- **Document text**:
/---
4.2 Drought response differences of S. krylovii among different regions
Plant drought responses have been proven highly variable and significantly associated with higher environmental heterogeneity (Akman et al., 2021). In this study, the diagram based on gene expressions for all treatments also showed that individuals from eastern and middle regions under the same soil moisture treatment showed more similarity (Fig. 3), as shown by physiological traits in Table 2. In addition, under heavy drought treatment, the decline rates of the number of tillers in the western region were much smaller and the Pn ofindividuals from the western region were significantly greater than that of the other two regions (Table 2). Furthermore, under heavy drought treatment, the KEGG enriched pathways in the individuals from the western region were less than in the other two regions, which indicated that individuals from the western region were tolerant while individuals in the other two regions were sensitive to heavy drought treatment (Guo et al., 2023). All these findings indicated that the greater drought tolerance of individuals from the western region, which could explain the eastern shifts of the distribution areas ofS. krylovii to some extent (Liu, 2004).
\---
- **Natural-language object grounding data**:
/---
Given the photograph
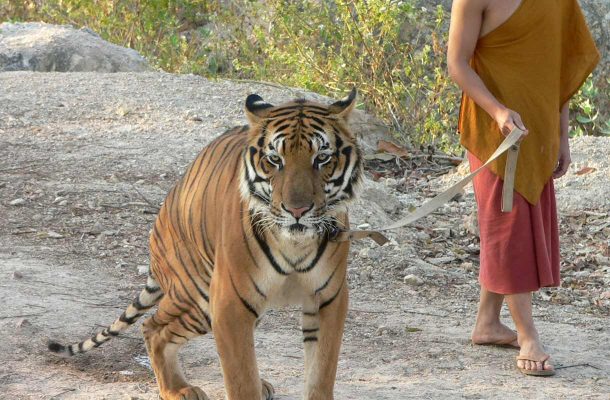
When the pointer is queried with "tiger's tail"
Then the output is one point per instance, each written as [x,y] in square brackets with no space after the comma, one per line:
[146,299]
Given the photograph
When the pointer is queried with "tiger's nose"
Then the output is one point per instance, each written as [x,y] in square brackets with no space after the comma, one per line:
[297,212]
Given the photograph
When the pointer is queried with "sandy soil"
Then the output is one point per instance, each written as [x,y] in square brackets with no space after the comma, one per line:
[86,158]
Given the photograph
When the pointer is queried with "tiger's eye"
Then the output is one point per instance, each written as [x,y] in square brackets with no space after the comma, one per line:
[322,157]
[275,159]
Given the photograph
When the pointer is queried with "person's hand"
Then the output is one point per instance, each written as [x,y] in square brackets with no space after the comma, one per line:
[507,120]
[564,160]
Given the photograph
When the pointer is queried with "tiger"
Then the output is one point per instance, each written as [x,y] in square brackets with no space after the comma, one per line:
[250,227]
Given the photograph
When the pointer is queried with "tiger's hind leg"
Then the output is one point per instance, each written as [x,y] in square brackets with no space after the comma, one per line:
[165,333]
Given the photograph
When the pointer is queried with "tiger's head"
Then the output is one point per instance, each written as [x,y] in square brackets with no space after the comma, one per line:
[302,165]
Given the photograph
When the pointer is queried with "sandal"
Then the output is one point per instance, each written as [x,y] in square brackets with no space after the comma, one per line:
[535,372]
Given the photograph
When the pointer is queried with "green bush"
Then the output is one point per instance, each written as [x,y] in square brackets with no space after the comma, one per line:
[392,51]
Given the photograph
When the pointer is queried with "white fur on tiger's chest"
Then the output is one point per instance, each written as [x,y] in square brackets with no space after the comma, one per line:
[297,287]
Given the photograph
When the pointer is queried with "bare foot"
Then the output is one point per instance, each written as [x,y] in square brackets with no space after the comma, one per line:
[532,357]
[494,334]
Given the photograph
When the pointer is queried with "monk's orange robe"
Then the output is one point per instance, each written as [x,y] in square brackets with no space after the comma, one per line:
[532,63]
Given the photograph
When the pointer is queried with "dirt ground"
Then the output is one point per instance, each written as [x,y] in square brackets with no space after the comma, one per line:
[85,159]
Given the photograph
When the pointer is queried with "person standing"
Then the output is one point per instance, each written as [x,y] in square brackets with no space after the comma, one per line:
[518,63]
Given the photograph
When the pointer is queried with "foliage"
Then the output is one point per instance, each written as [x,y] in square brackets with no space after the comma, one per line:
[392,51]
[586,105]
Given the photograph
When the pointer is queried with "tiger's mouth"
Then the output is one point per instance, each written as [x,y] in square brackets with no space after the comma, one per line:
[297,227]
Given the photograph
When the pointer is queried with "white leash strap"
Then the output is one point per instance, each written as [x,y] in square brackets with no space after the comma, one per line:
[510,143]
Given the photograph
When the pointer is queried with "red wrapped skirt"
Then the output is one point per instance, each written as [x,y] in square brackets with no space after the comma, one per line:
[520,249]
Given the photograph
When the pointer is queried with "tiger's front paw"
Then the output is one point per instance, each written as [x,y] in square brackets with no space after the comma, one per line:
[187,393]
[267,390]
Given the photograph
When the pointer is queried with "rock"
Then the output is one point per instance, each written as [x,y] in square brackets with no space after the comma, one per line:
[441,260]
[54,235]
[413,280]
[22,322]
[96,229]
[17,202]
[36,46]
[388,203]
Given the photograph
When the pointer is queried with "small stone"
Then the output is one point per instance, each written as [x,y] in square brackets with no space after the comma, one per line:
[22,322]
[440,260]
[468,266]
[413,280]
[126,372]
[443,232]
[96,229]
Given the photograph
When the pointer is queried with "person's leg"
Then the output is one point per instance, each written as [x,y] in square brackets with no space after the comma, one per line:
[488,329]
[520,306]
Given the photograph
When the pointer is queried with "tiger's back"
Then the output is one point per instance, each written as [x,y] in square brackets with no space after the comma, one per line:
[249,227]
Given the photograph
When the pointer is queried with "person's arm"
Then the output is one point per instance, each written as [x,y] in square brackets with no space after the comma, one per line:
[564,159]
[466,20]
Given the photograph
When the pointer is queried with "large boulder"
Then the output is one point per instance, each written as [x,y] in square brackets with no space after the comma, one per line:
[34,46]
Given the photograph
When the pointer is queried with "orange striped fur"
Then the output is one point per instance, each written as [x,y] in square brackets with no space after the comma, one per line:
[249,227]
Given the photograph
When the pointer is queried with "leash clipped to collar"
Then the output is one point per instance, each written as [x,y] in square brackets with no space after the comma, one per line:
[510,145]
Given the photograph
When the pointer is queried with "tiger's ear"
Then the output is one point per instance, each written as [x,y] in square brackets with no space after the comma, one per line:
[256,108]
[344,107]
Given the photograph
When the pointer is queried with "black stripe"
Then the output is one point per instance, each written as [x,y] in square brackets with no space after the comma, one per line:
[321,250]
[248,306]
[258,290]
[151,290]
[265,248]
[327,302]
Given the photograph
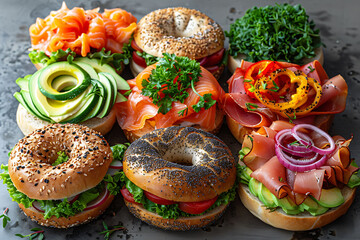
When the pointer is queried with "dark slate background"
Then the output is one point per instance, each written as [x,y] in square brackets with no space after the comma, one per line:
[339,25]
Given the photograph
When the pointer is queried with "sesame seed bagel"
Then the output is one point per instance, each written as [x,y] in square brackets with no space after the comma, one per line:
[180,31]
[181,164]
[179,224]
[30,161]
[67,222]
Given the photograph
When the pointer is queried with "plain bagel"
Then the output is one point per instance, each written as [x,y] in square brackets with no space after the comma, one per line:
[30,161]
[182,164]
[182,31]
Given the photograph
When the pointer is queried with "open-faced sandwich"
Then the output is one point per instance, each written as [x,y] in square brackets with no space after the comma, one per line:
[265,91]
[282,32]
[174,91]
[296,177]
[79,54]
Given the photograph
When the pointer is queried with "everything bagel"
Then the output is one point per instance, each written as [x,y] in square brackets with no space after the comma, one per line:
[30,161]
[180,31]
[180,165]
\---
- **Study questions**:
1. Answer the following questions using the section on drought response differences of S. krylovii, giving each answer on its own line with the matching letter.
(a) With what have plant drought responses been significantly associated?
(b) Individuals from which regions showed more similarity under the same soil moisture treatment?
(c) Under heavy drought treatment, how did the number of KEGG enriched pathways in individuals from the western region compare with that in the other two regions?
2. Summarize the section on drought response differences of S. krylovii in two sentences.
3. Pick up the section on drought response differences of S. krylovii after its final sentence and continue it.

- **Task answers**:
1.
(a) Higher environmental heterogeneity.
(b) The eastern and middle regions.
(c) It was smaller than in the other two regions.

2. Plant drought responses are highly variable and significantly associated with environmental heterogeneity, and in this study individuals from the eastern and middle regions showed more similarity under the same soil moisture treatment. Under heavy drought, individuals from the western region showed smaller declines in tiller number, greater Pn and fewer KEGG enriched pathways, indicating greater drought tolerance that could partly explain the eastern shifts of the species' distribution areas.

3.
Based on KEGG on DEGs between heavy drought treatment vs control, the present study showed that there were different response strategies between individuals from the western region and those from the other two regions. For DEGs of RNA-seq data, both up-regulated and down-regulated genes are important for species responses to stress conditions. However, sorting down-regulated genes into tolerance and response strategies is difficult due to the fact that many cellular processes are attenuated under stress conditions (such as heavy drought stress) to reduce growth and initiate dormancy (Bushman et al., 2021). Therefore, most studies have paid more attention to the significantly enriched pathways of DEGs .
First, metabolism of other amino acids and energy metabolism were significantly enriched and up-regulated in individuals from the eastern and middle regions but not the western region (Fig. 5a & b; Table S3 & S4). Many studies have shown that drought stress leads to changes in amino acid content and energy metabolism in plants (Heinemann et al., 2021; Ünlüsoy et al., 2023). Amino acid accumulation has a twofold role, their availability for protein biosynthesis and accelerated recovery after stress and osmoprotectant activity (Ashrafi, 2018). Wan et al. (2021) have found that differentially expressed metabolites related to the acid metabolism pathways may be key factors affecting drought resistance differences in two cherry (Prunus pseudocerasus L.) rootstocks. Plants can accumulate soluble proteins to maintain cell expansion and cell membrane stability, thereby protecting macromolecules from damage under drought stress (Fang & Xiong, 2015). Zhu et al. (2017) have found that individuals of Sorghum sudanense were significantly enriched in photosynthesis (energy metabolism) by KEGG on DEGs between drought treatment vs control. Plant photosynthesis can directly affect plant tissue material production and is extremely sensitive to environmental changes, thus, drought stress has a great impact on plant photosynthesis (Basu et al., 2016).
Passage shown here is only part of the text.